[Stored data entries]
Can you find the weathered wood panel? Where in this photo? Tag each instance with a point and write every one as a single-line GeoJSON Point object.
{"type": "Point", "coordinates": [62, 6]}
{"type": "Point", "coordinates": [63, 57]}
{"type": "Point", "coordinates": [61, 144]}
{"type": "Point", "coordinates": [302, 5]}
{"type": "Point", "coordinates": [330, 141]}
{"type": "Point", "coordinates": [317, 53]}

=== Aim ===
Express all of the entries above as a JSON list of strings with one string per line. Leave out blank lines.

=== Written answer ===
[
  "Can you find the weathered wood panel? Where in this photo? Tag each instance with a point and write every one as a single-line GeoJSON Point object.",
  "{\"type\": \"Point\", \"coordinates\": [62, 6]}",
  "{\"type\": \"Point\", \"coordinates\": [63, 57]}",
  "{\"type\": \"Point\", \"coordinates\": [61, 144]}",
  "{\"type\": \"Point\", \"coordinates\": [302, 5]}",
  "{\"type\": \"Point\", \"coordinates\": [330, 141]}",
  "{\"type\": \"Point\", \"coordinates\": [317, 53]}"
]